▸ PASSAGE GIVEN:

START

Only 3 kilometres from the coast, Virginia enjoys the benefits of the cool sea breezes that sweep over the plains in the evenings. Primo built his vineyard with passion and understood completely the life of a vine. The grapes were grown to be turned into wine. His eldest son Joseph grew up with the vines tending them with the rest of the family. Joseph was to be a winemaker. It was not a conscious choice, not an expectation, just a progression, what he had to be. From his very first vintage, at age 20, Primo Estate's Joe Grilli wanted to create revolutionary wines. Ever since, Joe has been doing exactly that; creating some wonderfully dazzling and unconventional wines under the Joseph and Primo Estate labels.

Primo Estate

In 1979 Joseph completed his oenology course at Roseworthy Agricultural College and this coincided with the first vintage of Primo Estate. At this time the Australian wine industry was experiencing a renaissance and was leading the world with the new technology of winemaking. Joseph embraced these ideas. His dreams and passion, however, were the great wine styles of the world. He was consumed with his role as winemaker and from the outset used innovative techniques such as double pruning to make his wine.

END

▸ ENTRIES:
START

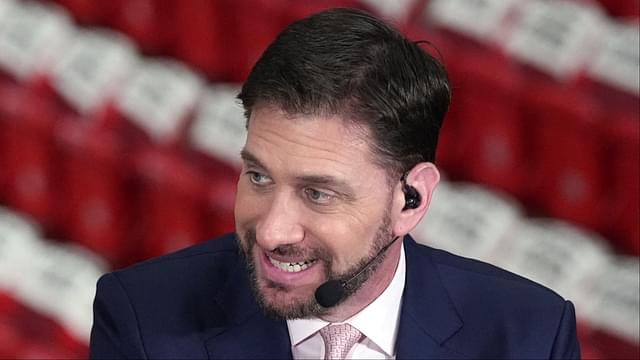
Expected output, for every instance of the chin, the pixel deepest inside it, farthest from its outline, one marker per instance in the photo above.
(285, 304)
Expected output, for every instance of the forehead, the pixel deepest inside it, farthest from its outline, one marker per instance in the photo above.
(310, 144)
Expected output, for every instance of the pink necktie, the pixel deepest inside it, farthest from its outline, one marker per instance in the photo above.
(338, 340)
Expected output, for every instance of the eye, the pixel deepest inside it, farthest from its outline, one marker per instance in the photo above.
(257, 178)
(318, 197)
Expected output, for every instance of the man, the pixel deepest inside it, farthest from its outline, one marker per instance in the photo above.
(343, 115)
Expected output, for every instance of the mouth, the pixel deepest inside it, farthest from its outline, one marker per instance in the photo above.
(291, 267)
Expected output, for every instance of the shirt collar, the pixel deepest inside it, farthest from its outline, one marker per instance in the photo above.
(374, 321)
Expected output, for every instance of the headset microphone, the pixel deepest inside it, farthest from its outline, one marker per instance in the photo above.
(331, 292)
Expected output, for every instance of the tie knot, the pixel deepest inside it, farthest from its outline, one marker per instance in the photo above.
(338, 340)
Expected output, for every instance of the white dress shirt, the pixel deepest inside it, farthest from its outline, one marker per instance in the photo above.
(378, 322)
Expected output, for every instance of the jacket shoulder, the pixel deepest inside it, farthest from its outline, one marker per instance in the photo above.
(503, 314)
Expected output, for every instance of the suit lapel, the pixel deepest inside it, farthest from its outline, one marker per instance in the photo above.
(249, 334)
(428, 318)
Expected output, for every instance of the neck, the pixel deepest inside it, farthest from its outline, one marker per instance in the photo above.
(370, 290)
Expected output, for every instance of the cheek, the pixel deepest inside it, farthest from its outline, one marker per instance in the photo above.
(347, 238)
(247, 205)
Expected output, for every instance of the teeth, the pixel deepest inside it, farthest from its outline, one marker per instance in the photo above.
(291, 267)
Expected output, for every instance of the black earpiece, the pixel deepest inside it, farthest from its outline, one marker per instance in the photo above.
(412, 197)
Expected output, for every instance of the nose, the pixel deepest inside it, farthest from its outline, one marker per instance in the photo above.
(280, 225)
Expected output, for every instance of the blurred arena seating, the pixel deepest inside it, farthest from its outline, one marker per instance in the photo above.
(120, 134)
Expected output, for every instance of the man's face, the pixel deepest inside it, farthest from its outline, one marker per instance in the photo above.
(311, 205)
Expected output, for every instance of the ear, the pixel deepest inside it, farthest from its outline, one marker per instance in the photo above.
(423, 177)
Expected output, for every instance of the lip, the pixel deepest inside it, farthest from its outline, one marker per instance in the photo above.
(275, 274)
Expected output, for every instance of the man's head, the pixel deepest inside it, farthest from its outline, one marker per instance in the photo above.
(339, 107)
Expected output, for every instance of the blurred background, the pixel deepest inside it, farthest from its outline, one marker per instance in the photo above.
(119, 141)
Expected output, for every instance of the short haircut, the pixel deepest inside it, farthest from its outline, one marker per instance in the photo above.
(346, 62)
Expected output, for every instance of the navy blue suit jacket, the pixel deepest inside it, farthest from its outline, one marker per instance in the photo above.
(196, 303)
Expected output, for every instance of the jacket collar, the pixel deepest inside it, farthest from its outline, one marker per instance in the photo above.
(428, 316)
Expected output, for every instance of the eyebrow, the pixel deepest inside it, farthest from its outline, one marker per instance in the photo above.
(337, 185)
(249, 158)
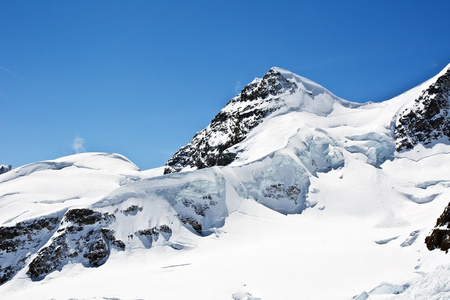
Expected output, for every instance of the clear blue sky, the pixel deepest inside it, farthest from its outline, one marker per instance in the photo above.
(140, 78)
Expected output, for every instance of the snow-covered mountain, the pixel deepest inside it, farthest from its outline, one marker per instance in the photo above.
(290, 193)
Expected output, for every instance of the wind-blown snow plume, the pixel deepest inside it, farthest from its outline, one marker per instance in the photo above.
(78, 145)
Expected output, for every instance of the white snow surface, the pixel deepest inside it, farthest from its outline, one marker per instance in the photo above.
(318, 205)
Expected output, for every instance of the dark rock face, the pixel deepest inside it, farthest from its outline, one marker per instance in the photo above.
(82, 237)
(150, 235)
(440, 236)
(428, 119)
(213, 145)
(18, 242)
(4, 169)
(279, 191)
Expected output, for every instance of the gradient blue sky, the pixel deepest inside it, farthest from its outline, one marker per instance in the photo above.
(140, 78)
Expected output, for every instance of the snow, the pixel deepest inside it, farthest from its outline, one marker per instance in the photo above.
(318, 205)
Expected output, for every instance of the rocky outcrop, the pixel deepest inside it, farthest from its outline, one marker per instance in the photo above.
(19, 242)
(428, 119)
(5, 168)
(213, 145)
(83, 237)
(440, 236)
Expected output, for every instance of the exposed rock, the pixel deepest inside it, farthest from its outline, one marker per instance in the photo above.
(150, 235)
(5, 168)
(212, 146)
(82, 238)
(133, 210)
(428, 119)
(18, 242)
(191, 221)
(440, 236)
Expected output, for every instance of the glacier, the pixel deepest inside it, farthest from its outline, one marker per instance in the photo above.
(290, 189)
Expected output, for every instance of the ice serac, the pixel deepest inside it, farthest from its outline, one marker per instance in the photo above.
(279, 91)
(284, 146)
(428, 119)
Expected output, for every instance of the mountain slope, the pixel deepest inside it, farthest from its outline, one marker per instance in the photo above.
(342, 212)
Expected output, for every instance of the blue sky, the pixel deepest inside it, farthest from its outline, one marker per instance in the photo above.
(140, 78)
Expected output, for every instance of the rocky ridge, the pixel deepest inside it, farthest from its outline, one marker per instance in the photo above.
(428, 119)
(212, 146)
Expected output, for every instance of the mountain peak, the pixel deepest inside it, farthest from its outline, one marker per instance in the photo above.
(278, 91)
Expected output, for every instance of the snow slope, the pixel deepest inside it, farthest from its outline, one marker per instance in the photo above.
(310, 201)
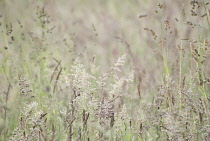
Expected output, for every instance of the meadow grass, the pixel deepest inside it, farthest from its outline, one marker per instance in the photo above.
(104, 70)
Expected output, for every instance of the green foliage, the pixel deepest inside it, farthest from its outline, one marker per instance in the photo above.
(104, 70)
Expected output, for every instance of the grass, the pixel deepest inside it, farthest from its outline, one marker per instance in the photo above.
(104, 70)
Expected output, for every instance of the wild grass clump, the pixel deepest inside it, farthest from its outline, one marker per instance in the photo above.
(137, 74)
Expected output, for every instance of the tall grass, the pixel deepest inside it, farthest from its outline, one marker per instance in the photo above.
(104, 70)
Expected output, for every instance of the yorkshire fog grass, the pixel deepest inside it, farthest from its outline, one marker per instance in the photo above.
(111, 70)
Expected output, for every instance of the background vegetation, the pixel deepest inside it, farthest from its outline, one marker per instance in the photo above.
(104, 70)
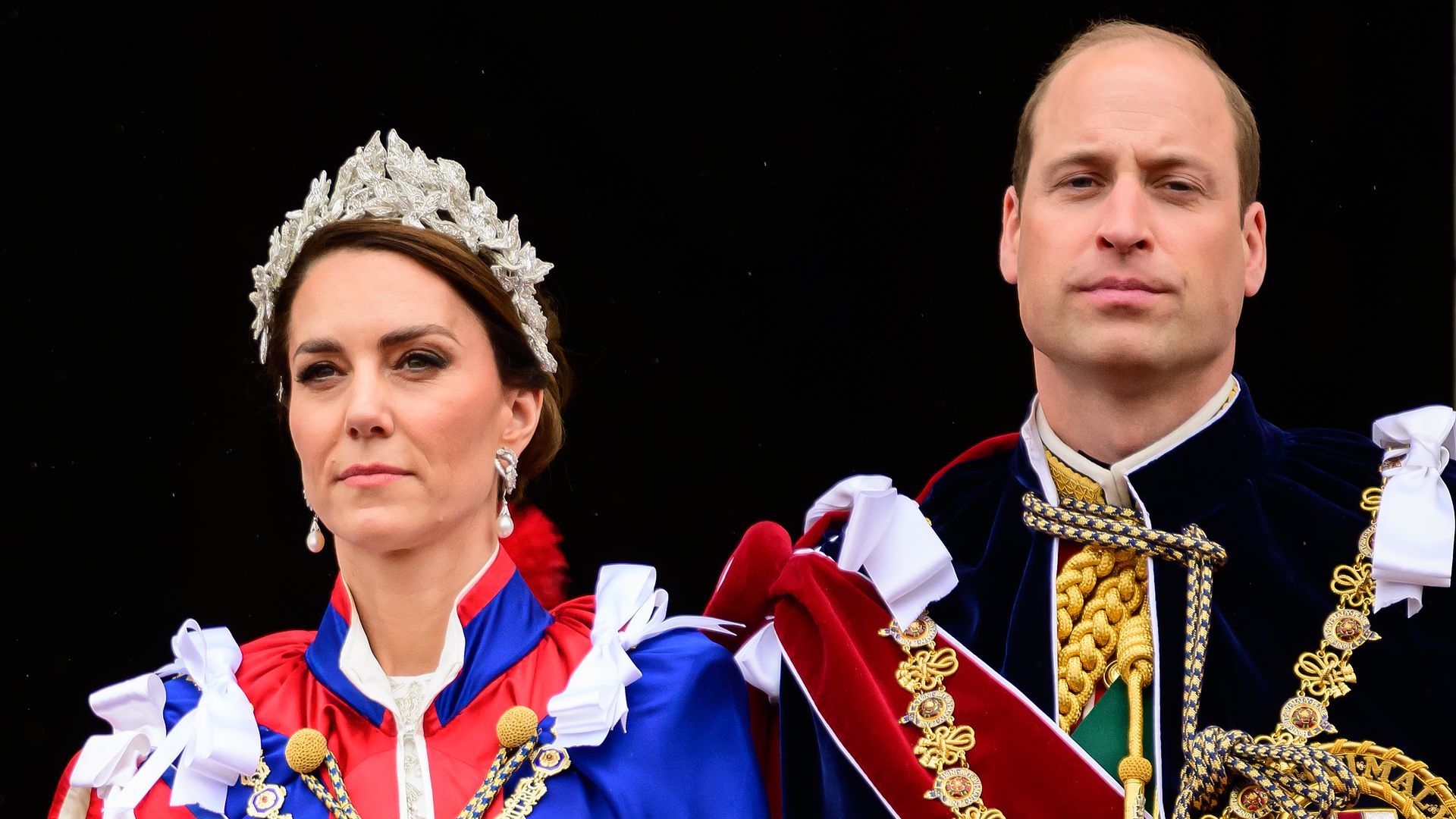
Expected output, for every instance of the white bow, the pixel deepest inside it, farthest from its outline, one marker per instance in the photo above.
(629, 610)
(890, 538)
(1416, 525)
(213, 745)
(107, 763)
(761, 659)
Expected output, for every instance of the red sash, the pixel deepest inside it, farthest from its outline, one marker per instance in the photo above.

END

▸ INSTRUCTIONS FOR THE TASK:
Answer these questions from the Primo Estate passage:
1. How far from the coast is Virginia?
2. How old was Joe Grilli at his first vintage?
3. In what year, and at which college, did Joseph complete his oenology course?

▸ RESULT FOR THIS EXERCISE:
1. 3 kilometers
2. 20
3. 1979, at Roseworthy Agricultural College